Reproduce all of the following material verbatim, line for line and without any alteration.

---------- Provided data ----------

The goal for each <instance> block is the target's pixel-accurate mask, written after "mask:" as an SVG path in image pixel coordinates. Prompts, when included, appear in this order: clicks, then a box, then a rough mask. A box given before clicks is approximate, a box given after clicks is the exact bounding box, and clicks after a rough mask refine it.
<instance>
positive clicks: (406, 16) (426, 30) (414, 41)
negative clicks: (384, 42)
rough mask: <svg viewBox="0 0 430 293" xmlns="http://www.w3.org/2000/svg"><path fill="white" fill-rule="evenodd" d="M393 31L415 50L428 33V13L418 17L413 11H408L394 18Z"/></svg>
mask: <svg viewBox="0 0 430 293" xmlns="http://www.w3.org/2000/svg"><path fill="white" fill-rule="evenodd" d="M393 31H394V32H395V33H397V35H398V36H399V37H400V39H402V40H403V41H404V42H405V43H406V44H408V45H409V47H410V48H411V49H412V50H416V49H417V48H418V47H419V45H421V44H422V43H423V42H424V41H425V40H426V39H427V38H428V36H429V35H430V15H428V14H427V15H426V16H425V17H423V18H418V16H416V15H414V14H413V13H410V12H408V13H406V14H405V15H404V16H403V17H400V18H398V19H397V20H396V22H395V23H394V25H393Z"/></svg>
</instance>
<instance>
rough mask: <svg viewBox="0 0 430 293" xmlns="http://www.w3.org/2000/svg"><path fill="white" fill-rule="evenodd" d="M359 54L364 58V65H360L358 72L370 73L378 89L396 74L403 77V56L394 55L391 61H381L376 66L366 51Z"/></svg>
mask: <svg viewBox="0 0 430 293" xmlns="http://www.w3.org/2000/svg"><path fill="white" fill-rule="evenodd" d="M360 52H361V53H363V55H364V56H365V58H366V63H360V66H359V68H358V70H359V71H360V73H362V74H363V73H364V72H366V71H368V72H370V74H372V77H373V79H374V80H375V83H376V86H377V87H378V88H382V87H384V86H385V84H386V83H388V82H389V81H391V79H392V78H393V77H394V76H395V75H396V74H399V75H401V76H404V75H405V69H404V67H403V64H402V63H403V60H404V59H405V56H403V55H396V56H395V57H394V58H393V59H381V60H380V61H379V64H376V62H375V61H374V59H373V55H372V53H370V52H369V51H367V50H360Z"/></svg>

----------

** Output of the exercise **
The goal for each <instance> block is the target's pixel-accurate mask, written after "mask:" as an SVG path in image pixel coordinates. Prompts, when included, appear in this order: clicks, then a box, then a rough mask. A box given before clicks is approximate, a box given after clicks is the exact bounding box, and clicks after a rough mask refine it.
<instance>
positive clicks: (406, 16) (426, 30) (414, 41)
negative clicks: (384, 42)
rough mask: <svg viewBox="0 0 430 293" xmlns="http://www.w3.org/2000/svg"><path fill="white" fill-rule="evenodd" d="M393 31L415 50L428 33V13L418 17L413 11H408L394 18Z"/></svg>
mask: <svg viewBox="0 0 430 293" xmlns="http://www.w3.org/2000/svg"><path fill="white" fill-rule="evenodd" d="M393 31H394V32H395V33H397V35H398V36H399V37H400V39H402V40H403V41H404V42H405V43H406V44H408V45H409V47H410V48H411V49H412V50H416V49H417V48H418V47H419V45H421V44H422V43H423V42H424V41H425V40H426V39H427V38H428V36H429V35H430V15H428V14H427V15H426V16H425V17H423V18H418V16H416V15H414V14H413V13H410V12H408V13H406V14H405V15H404V16H403V17H400V18H398V19H397V20H396V22H395V23H394V25H393Z"/></svg>
</instance>
<instance>
rough mask: <svg viewBox="0 0 430 293" xmlns="http://www.w3.org/2000/svg"><path fill="white" fill-rule="evenodd" d="M359 54L364 58V65H360L358 72L370 73L378 89L396 74L403 77V56L394 55L391 61H381L376 66L366 51Z"/></svg>
mask: <svg viewBox="0 0 430 293" xmlns="http://www.w3.org/2000/svg"><path fill="white" fill-rule="evenodd" d="M360 52H361V53H363V55H364V56H365V58H366V63H360V66H359V68H358V70H359V71H360V73H362V74H363V73H364V72H366V71H368V72H370V74H372V77H373V79H374V80H375V83H376V86H377V87H378V88H382V87H384V86H385V84H386V83H388V82H389V81H391V79H392V78H393V77H394V76H395V75H396V74H399V75H401V76H404V75H405V69H404V67H403V64H402V63H403V60H404V59H405V56H403V55H396V56H395V57H394V58H393V59H381V60H380V61H379V64H376V62H375V61H374V59H373V55H372V53H370V52H369V51H367V50H360Z"/></svg>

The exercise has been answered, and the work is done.